--- OPDRACHTEN ---
**1.** Geef de passage uit het aangeleverde fragment woordelijk weer, beginnend bij "Evenals Koolmees kwam" en eindigend bij "de promotor was.".
**2.** Welke masteropleiding volgde Haalboom volgens het aangeleverde fragment?
**3.** Leg aan de hand van het aangeleverde fragment uit waarom Koolmees zich is gaan toeleggen op de combinatie van diergeneeskunde en geschiedenis.

--- AANGELEVERD FRAGMENT ---
>>>>>
'Vreemde eenden' delen dezelfde wetenschappelijke nieuwsgierigheid
Zij, de jonge hond, is een rasechte idealist. Hij, de oude rot, een praktisch ingestelde realist. Maar de twee hebben vooral veel met elkaar gemeen. Allebei hebben ze meerdere banen, zijn ze druk bezig een boek te schrijven en hebben ze behoorlijk wat omzwervingen gemaakt voordat ze – toevallig – in de geschiedenis van de diergeneeskunde terechtkwamen. “Ik sta nu in de startblokken om de rest van mijn leven te wijden aan een discipline die is geschapen door Peter.”
Een vakgebied creëren, daar is blijkbaar geen vooropgezet masterplan voor nodig. Alleen een hoop geluk en wijsheid zegt hoogleraar Diergeneeskunde in Historische & Maatschappelijke context Peter Koolmees (63). “Na de laboratoriumschool, een baan als histologisch analist en een deeltijdstudie geschiedenis, zei mijn baas: ‘Je moet je passies bundelen en iets gaan doen met de combinatie tussen diergeneeskunde en geschiedenis.’ Nou, dat is een beetje uit de hand gelopen. Ik kan wel stellen dat ik veel mazzel heb gehad dat ik mijn verschillende achtergronden kon combineren, daar tijd in mocht investeren van mijn chefs én de maatschappelijk aandacht voor dieren – en in het kielzog daarvan die voor de geschiedenis van de diergeneeskunde – toenam.”
Evenals Koolmees kwam ook Haalboom via via in het vak terecht. Na bachelors Biologie en Nederlandse taal & Cultuur, deed ze een master Wetenschapsgeschiedenis. De (dier)geneeskundige geschiedenis kwam ze op het spoor nadat ze Koolmees leerde kennen tijdens een cursus van het Descartes Centre voor Wetenschapsgeschiedenis en –filosofie. Hier kwam haar promotieonderzoek uit voort, waarvan Koolmees de promotor was.
<<<<<
--- DE GEGEVENS ---
>>>>>
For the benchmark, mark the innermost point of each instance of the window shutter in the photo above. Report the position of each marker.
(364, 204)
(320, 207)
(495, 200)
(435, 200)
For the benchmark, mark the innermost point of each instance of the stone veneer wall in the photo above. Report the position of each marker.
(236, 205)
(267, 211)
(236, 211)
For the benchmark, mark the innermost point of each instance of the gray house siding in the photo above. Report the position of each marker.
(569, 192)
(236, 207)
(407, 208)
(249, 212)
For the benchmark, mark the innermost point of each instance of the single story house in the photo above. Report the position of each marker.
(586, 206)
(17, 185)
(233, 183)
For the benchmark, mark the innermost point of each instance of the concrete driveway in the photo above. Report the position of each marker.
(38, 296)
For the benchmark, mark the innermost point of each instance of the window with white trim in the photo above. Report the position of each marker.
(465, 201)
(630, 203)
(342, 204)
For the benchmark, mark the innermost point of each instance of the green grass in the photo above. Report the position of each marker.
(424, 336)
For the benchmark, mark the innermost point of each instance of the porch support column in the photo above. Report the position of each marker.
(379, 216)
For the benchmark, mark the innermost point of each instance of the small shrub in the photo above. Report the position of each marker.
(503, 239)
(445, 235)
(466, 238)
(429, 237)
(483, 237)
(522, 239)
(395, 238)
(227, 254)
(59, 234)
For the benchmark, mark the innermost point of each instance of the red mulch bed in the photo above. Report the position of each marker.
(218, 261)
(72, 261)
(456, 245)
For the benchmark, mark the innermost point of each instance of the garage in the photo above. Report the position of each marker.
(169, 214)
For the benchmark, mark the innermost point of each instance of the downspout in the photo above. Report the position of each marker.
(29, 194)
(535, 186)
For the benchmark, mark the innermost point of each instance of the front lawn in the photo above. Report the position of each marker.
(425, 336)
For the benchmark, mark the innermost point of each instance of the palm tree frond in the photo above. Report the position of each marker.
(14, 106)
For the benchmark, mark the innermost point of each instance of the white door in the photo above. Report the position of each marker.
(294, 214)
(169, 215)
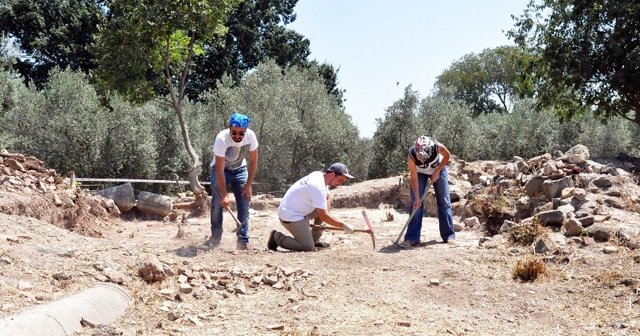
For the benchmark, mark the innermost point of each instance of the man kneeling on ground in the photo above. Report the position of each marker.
(305, 200)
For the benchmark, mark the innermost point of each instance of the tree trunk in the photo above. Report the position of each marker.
(196, 167)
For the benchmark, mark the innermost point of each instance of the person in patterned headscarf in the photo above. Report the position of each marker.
(231, 148)
(427, 159)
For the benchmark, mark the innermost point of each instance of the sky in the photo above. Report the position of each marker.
(382, 46)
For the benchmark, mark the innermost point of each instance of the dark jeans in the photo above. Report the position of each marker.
(443, 200)
(237, 179)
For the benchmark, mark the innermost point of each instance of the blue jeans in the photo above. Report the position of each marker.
(443, 200)
(237, 179)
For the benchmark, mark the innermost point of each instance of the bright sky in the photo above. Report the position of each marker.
(378, 43)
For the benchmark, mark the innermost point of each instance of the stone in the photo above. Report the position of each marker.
(151, 270)
(552, 218)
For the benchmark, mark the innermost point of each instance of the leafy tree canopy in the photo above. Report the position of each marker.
(488, 82)
(587, 55)
(51, 33)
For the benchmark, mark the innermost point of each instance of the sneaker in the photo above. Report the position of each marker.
(407, 244)
(322, 245)
(272, 244)
(450, 240)
(212, 243)
(244, 246)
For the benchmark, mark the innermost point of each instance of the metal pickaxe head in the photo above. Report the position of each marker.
(366, 220)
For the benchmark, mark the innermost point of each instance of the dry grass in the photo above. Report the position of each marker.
(526, 234)
(312, 332)
(529, 269)
(609, 278)
(494, 206)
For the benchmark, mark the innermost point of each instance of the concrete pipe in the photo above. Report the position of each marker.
(101, 304)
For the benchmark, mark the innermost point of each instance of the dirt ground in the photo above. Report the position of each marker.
(464, 288)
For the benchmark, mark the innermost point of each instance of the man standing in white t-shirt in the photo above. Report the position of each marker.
(229, 168)
(305, 200)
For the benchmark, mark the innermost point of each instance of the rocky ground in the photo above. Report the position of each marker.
(56, 241)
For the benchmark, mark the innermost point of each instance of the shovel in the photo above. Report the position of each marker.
(366, 220)
(424, 195)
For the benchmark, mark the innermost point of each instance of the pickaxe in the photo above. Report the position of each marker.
(238, 224)
(424, 195)
(366, 220)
<<<<<
--- ANTWOORDEN ---
**1.**
Evenals Koolmees kwam ook Haalboom via via in het vak terecht. Na bachelors Biologie en Nederlandse taal & Cultuur, deed ze een master Wetenschapsgeschiedenis. De (dier)geneeskundige geschiedenis kwam ze op het spoor nadat ze Koolmees leerde kennen tijdens een cursus van het Descartes Centre voor Wetenschapsgeschiedenis en –filosofie. Hier kwam haar promotieonderzoek uit voort, waarvan Koolmees de promotor was.

**2.** Een master Wetenschapsgeschiedenis.

**3.** Zijn baas adviseerde hem zijn passies te bundelen en iets te doen met de combinatie van diergeneeskunde en geschiedenis. Volgens Koolmees hielp het dat hij zijn achtergronden kon combineren en van zijn chefs tijd mocht investeren. Ook nam de maatschappelijke aandacht voor dieren en de geschiedenis van de diergeneeskunde toe.